Extracted data entries:

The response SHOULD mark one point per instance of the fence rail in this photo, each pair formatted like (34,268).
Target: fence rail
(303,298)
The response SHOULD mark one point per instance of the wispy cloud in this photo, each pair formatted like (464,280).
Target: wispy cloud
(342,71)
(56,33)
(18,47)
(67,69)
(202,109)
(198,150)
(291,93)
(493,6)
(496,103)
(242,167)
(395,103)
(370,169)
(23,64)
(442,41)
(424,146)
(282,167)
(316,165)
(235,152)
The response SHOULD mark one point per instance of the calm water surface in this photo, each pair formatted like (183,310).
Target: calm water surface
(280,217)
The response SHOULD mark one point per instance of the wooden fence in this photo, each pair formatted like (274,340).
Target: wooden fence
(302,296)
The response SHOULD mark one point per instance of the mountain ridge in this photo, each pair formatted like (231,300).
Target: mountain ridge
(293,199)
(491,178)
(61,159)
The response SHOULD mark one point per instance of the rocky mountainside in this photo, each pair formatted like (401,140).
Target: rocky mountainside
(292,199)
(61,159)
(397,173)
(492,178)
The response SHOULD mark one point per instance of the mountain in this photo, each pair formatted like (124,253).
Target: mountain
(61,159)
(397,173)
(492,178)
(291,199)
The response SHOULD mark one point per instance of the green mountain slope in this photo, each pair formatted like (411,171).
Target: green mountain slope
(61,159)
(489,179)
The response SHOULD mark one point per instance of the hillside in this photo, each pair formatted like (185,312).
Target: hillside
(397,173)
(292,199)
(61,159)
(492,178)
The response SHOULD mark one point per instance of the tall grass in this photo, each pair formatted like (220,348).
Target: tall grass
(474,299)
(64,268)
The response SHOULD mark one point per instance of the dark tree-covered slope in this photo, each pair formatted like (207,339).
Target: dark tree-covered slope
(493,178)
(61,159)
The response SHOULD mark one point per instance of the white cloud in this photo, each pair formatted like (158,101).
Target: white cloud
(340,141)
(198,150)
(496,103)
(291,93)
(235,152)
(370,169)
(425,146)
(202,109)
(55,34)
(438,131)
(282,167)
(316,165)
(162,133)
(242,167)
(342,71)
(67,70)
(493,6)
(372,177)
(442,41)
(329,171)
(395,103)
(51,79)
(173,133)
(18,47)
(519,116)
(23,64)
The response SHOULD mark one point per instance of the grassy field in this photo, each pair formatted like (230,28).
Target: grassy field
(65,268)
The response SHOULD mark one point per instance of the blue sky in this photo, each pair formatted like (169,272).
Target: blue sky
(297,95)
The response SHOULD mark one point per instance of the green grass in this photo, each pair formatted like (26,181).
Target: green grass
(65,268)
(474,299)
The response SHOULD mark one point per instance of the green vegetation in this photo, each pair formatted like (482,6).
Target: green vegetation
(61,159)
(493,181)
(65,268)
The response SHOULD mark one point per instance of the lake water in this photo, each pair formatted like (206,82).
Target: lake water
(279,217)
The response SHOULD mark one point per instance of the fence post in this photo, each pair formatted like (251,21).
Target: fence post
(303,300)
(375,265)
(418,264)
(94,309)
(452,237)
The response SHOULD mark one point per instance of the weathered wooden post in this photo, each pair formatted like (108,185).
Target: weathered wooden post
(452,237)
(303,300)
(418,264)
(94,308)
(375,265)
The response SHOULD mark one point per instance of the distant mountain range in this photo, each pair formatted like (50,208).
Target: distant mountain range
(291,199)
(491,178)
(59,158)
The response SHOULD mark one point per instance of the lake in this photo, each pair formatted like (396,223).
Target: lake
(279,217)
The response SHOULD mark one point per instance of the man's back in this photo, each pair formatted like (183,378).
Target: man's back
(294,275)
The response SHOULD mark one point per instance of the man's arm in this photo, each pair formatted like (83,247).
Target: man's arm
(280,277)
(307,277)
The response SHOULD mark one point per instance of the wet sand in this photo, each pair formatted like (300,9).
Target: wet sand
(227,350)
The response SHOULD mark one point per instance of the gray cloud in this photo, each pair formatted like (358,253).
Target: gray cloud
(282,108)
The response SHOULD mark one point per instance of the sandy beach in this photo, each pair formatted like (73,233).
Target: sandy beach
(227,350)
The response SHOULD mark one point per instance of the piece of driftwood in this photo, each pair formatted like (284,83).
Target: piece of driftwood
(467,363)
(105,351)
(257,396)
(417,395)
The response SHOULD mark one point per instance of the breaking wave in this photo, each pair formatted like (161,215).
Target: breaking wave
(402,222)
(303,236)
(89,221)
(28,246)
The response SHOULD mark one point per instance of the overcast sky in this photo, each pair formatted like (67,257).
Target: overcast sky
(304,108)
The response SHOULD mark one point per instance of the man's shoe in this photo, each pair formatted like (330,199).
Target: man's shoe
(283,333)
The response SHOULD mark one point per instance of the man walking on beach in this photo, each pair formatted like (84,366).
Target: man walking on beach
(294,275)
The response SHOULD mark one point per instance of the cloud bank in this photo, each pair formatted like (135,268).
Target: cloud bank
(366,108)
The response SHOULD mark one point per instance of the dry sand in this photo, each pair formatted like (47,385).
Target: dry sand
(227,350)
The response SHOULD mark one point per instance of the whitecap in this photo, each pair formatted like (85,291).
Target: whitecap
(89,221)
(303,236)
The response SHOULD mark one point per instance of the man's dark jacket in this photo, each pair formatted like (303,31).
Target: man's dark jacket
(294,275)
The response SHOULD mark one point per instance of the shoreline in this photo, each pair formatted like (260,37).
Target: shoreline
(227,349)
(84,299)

__YOUR GOAL__.
Without omitting anything, reproduce the whole of the data.

__ANSWER SPACE__.
The response SHOULD mark one point per instance of the fence rail in this photo, each pair formatted like (34,268).
Target: fence rail
(303,298)
The response SHOULD mark one point per instance of the wispy cloud in this photo, each pair formatted like (464,280).
Target: wispy cloud
(342,71)
(56,33)
(18,47)
(67,69)
(202,109)
(198,150)
(291,93)
(493,6)
(496,103)
(242,167)
(395,103)
(370,169)
(23,64)
(442,41)
(424,146)
(282,167)
(316,165)
(235,152)
The response SHOULD mark one point per instance of the calm water surface in this photo, each pair formatted like (183,310).
Target: calm water surface
(280,217)
The response SHOULD mark one point per instance of the wooden fence in this photo, each pair formatted like (274,340).
Target: wooden fence
(302,296)
The response SHOULD mark one point per instance of the mountain ridge in this photo, each pair formatted like (231,300).
Target: mountain ridge
(293,199)
(491,178)
(61,159)
The response SHOULD mark one point per instance of the rocky mountainside in this photo, each pair formatted like (401,140).
Target: rocky mountainside
(292,199)
(61,159)
(397,173)
(492,178)
The response SHOULD mark one point per instance of the mountain in this photo, each pair formatted like (124,253).
Target: mountain
(61,159)
(397,173)
(492,178)
(291,199)
The response SHOULD mark one point per instance of the green mountain slope in this photo, each pair formatted like (411,171).
Target: green mountain slope
(61,159)
(489,179)
The response SHOULD mark one point per instance of the hillside in this photo, each pair formatted like (185,312).
Target: hillside
(397,173)
(292,199)
(61,159)
(492,178)
The response SHOULD mark one point per instance of the tall grass in this photo, each pair formatted like (220,348).
Target: tall grass
(474,299)
(64,268)
The response SHOULD mark one point per instance of the dark tree-covered slope in this photo, each pair formatted like (207,339).
Target: dark tree-covered slope
(493,178)
(61,159)
The response SHOULD mark one point per instance of the white cloud in this photo, each pair formatted like (158,101).
Target: white cloud
(340,141)
(198,150)
(496,103)
(291,93)
(235,152)
(370,169)
(425,146)
(202,109)
(55,34)
(438,131)
(282,167)
(316,165)
(162,133)
(242,167)
(342,71)
(67,70)
(493,6)
(372,177)
(442,41)
(329,171)
(395,103)
(51,79)
(173,133)
(18,47)
(519,116)
(23,64)
The response SHOULD mark one point per instance of the grassy field in this photo, each pair formatted like (230,28).
Target: grassy field
(65,268)
The response SHOULD mark one point per instance of the blue sky in this photo, each pair formatted like (169,272).
Target: blue sky
(297,95)
The response SHOULD mark one point per instance of the green grass in this photo, each pair formatted like (26,181).
Target: green grass
(65,268)
(474,299)
The response SHOULD mark one point per instance of the green vegetation in this photo, each pair formatted like (482,6).
Target: green vegetation
(61,159)
(493,181)
(65,268)
The response SHOULD mark one point per instance of the lake water in this photo, each pair formatted like (206,82).
Target: lake water
(279,217)
The response SHOULD mark one point per instance of the fence post in this photo, each pair formatted like (251,21).
Target: fence post
(303,300)
(375,265)
(418,264)
(94,309)
(452,237)
The response SHOULD mark one point per instance of the weathered wooden post in this photo, each pair formatted like (108,185).
Target: weathered wooden post
(452,237)
(303,300)
(418,264)
(94,308)
(375,265)
The response SHOULD mark one point per instance of the distant mountain range in this photo, each pair formatted like (50,208).
Target: distant mountain range
(291,199)
(491,178)
(59,158)
The response SHOULD mark one point per instance of the lake in this photo, each pair formatted like (396,223).
Target: lake
(279,217)
The response SHOULD mark one point per instance of the man's back in this photo, each pair formatted like (183,378).
Target: man's back
(294,275)
The response SHOULD mark one point per instance of the man's arm in this photo, each pair formatted like (83,247).
Target: man's arm
(280,277)
(307,277)
The response SHOULD mark one point per instance of the wet sand in this photo, each pair formatted like (300,9).
Target: wet sand
(227,350)
The response SHOULD mark one point per instance of the gray cloud in this photo, each pair formatted like (358,253).
Target: gray cloud
(282,108)
The response SHOULD mark one point per instance of the sandy beach in this photo, each pair formatted like (73,233).
Target: sandy beach
(227,350)
The response SHOULD mark one point per instance of the piece of driftwood in this photo, each pair formatted like (284,83).
Target: piece of driftwood
(467,363)
(105,351)
(257,396)
(417,395)
The response SHOULD mark one point per instance of the breaking wave in this photo, each pair formatted like (161,215).
Target: breaking wave
(402,222)
(303,236)
(89,221)
(28,246)
The response SHOULD mark one point per instance of the overcast sky in this photo, each pair formatted like (67,257).
Target: overcast sky
(304,108)
The response SHOULD mark one point per instance of the man's shoe in this photo, each pair formatted like (330,199).
Target: man's shoe
(283,333)
The response SHOULD mark one point per instance of the man walking on beach in this photo, each pair formatted like (84,366).
Target: man walking on beach
(294,275)
The response SHOULD mark one point per instance of the cloud bank in this photo, each pair formatted like (135,268).
Target: cloud bank
(366,108)
The response SHOULD mark one point per instance of the dry sand in this photo, each pair formatted like (47,385).
Target: dry sand
(227,350)
The response SHOULD mark one point per instance of the whitecap in this photo, each pair formatted like (85,291).
Target: whitecap
(89,221)
(303,236)
The response SHOULD mark one point per instance of the man's dark jacket in this photo, each pair formatted like (303,31).
Target: man's dark jacket
(294,275)
The response SHOULD mark one point per instance of the shoreline in this photo, each pair formatted like (260,37).
Target: shoreline
(227,349)
(84,299)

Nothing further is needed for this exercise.